Document segment:
17th Minnesota Attorney General
- In office 1928–1929

United States Assistant Attorney General
- In office 1929–1933

Personal details
- Born: Gustav Aaron Youngquist November 4, 1885 Gothenburg, Sweden
- Died: October 29, 1959 (aged 73) Minneapolis, Minnesota
- Alma mater: William Mitchell College of Law

= G. Aaron Youngquist =

American politician

Gustav Aaron Youngquist (4 November 1885 – 29 October 1959) was a Swedish-American lawyer and public prosecutor. He served as Minnesota Attorney General and as the Assistant U.S. Attorney General who successfully prosecuted Al Capone for federal income tax evasion.

==Early life and education==
Youngquist was born near Gothenburg, Sweden, and moved to the United States as a small child with his family. He enrolled at William Mitchell College of Law (then the St. Paul College of Law) and graduated in 1909.

Provided material:
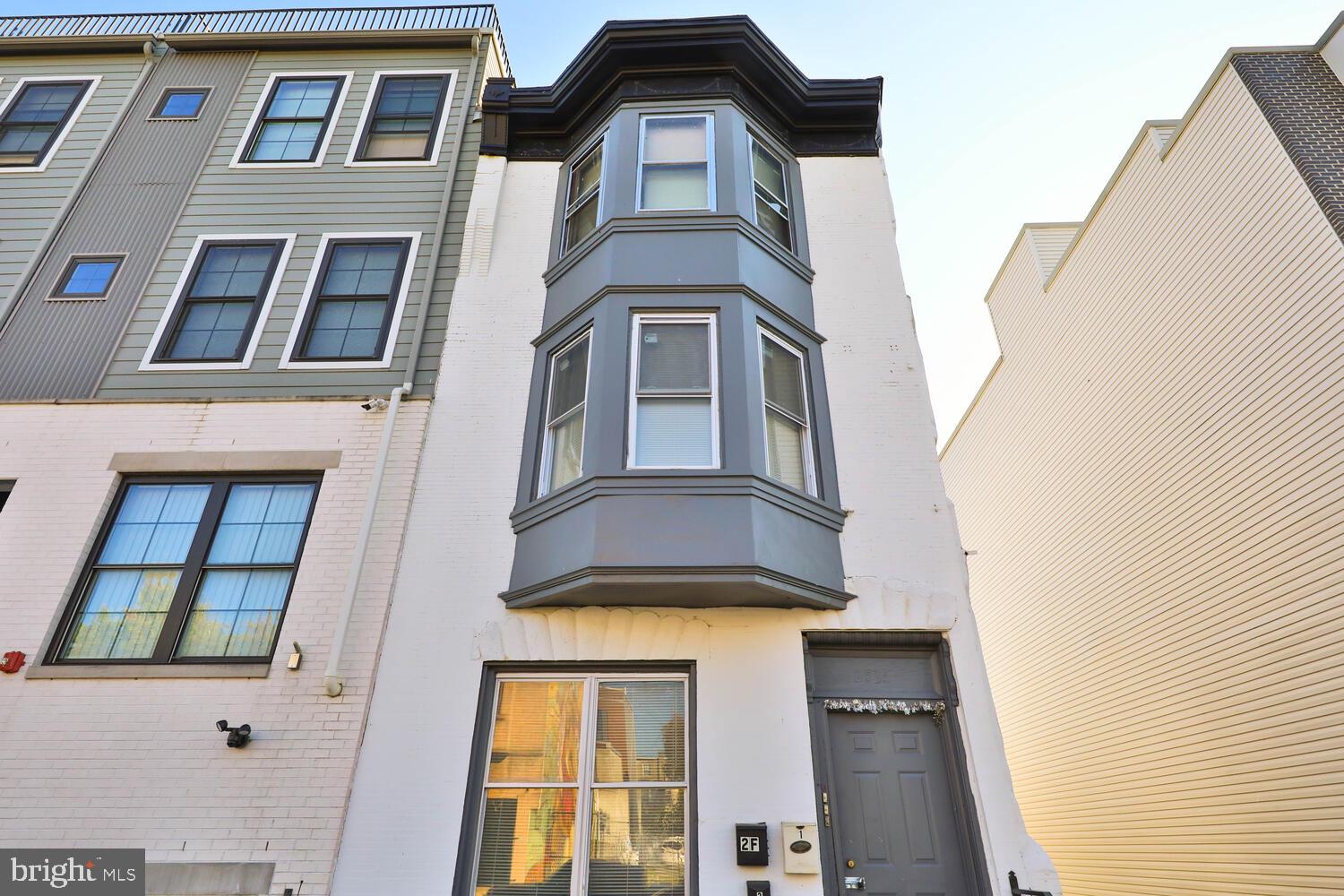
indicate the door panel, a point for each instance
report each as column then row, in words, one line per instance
column 892, row 799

Short problem 1: Can you turn the paragraph in the Youngquist biography that begins "Gustav Aaron Youngquist (4 November 1885" into a short list of its main facts?
Short problem 2: How might the Youngquist biography go on after its final sentence? Write the next passage.
The material stands apart from the Youngquist biography.

Exercise response 1:
- Lived from 4 November 1885 to 29 October 1959
- Swedish-American lawyer and public prosecutor
- Served as Minnesota Attorney General
- As Assistant U.S. Attorney General, successfully prosecuted Al Capone for federal income tax evasion

Exercise response 2:
==Career==
Following graduation, he entered into partnership with Charles Loring, a future Chief Justice of the Minnesota Supreme Court. Youngquist served as Polk County attorney (1915-1918). Later, he successfully ran for the offices of the Attorney for Carver County. In February 1928, he was appointed Minnesota Attorney General by Governor Theodore Christianson to fill the vacancy caused by the death of Albert F. Pratt.

In 1929, the state Republican Party tried to draft Youngquist as their gubernatorial candidate for the next year's election. Instead, U.S. Attorney General William D. Mitchell convinced Youngquist to accept a position at the Department of Justice, where he was charged with enforcing national prohibition laws of the Volstead Act. He remained there until 1933, having argued between sixty and seventy cases before the U.S. Supreme Court and overseen the trial and sentencing of Al Capone. Youngquist practiced actively following his return to Minnesota. He also served on the U.S. Supreme Court's Advisory Committee on the Rules of Federal Criminal Procedure.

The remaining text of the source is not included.